— WORK ITEM —
Copy the stretch of the juicing passage from "When it comes" through "is left behind." word for word.

— STUDY TEXT —
· · ·

The debate over eating vs. juicing is ongoing. Some people believe that juicing allows them to extract nutrition from their foods while making them easier to consume (and tastier) in the process. Others believe that eating whole foods gives your body the nutrition it’s meant to have. So, which is it? Should you juice your fruits and vegetables, or should you eat them whole? The answers may surprise you.
When it comes to the eating vs. juicing debate, those who lean toward eating whole foods claim that juicing doesn’t allow them to get the nutrition offered by the whole piece of food. For example, if you eat a serving of carrots, you’ll ingest all the heart- and digestion-healthy fiber those carrots can provide. Conversely, if you juice those carrots in a traditional juicer, all that fiber is left behind.
The manufacturers of juicers have come to realize that the traditional juicing methods leave much to be desired. That’s why some companies, such as Vitamix, have created machines that will allow you to juice foods in their entirety – even the parts you wouldn’t normally eat. To put this into perspective, imagine eating an apple. Chances are good that you rinse it off, consume the outer part, and toss the core into the waste bin or compost heap. With newer juicers, you can use the entire apple, core and all, and get all the nutrition it can offer.

· · ·

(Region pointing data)
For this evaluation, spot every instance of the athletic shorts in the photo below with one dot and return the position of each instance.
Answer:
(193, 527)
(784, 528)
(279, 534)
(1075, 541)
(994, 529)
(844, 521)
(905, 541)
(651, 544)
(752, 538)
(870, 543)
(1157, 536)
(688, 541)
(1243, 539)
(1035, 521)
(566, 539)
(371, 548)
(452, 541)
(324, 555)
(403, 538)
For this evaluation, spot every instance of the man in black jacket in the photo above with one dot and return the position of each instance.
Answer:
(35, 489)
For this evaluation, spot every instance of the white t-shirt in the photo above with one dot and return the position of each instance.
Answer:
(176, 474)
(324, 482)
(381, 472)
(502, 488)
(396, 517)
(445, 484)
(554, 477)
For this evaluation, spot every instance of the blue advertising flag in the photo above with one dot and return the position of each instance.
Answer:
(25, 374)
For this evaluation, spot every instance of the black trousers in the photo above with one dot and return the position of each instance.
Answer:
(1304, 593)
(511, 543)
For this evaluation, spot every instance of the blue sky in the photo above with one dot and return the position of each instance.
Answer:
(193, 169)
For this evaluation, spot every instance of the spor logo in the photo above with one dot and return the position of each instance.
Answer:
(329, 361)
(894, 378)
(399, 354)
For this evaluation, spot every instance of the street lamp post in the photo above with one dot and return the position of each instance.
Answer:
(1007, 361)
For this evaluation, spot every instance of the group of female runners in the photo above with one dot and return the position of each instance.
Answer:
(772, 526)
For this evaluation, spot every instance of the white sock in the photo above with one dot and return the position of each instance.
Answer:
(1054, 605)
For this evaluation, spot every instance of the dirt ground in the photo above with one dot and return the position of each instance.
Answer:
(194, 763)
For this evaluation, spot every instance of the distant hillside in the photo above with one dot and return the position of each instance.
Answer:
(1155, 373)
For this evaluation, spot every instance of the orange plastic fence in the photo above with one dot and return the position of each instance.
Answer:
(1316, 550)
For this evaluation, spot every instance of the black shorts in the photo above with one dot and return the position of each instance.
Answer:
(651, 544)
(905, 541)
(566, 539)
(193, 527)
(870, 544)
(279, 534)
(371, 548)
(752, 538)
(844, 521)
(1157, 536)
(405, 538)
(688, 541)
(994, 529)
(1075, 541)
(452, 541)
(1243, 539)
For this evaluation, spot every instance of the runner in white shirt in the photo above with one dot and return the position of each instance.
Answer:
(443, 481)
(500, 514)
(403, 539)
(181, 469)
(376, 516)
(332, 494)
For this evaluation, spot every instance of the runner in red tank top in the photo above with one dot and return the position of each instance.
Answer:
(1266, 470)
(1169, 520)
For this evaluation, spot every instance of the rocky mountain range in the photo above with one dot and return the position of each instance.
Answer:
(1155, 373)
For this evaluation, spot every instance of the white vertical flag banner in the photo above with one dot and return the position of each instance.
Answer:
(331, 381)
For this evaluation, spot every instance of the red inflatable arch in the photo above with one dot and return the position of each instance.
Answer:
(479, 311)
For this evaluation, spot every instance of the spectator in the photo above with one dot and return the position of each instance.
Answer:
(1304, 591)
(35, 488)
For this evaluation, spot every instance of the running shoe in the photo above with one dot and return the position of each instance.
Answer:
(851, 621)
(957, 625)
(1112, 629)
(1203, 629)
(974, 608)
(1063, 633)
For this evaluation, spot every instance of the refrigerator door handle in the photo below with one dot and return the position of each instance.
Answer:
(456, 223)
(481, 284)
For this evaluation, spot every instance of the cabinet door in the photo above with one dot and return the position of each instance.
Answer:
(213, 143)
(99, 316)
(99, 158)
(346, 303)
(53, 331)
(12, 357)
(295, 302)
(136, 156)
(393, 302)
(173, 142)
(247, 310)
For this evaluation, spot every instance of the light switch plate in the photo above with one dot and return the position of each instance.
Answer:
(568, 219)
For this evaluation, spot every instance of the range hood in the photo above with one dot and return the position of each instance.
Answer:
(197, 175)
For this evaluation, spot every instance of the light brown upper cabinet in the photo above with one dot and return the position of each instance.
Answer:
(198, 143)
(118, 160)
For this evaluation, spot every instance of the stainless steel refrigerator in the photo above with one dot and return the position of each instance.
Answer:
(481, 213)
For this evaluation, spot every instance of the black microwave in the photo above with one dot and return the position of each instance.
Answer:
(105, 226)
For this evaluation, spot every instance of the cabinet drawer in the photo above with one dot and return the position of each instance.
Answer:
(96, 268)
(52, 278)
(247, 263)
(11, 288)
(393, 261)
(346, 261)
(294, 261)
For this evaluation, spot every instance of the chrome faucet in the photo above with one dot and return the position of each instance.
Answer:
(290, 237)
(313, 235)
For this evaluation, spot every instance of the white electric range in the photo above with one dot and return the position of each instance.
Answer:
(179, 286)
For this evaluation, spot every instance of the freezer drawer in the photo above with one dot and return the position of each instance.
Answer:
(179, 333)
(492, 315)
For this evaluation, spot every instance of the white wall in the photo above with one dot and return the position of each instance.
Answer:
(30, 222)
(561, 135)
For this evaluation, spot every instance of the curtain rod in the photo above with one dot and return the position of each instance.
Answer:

· · ·

— SOLUTION TO THIS EXERCISE —
When it comes to the eating vs. juicing debate, those who lean toward eating whole foods claim that juicing doesn’t allow them to get the nutrition offered by the whole piece of food. For example, if you eat a serving of carrots, you’ll ingest all the heart- and digestion-healthy fiber those carrots can provide. Conversely, if you juice those carrots in a traditional juicer, all that fiber is left behind.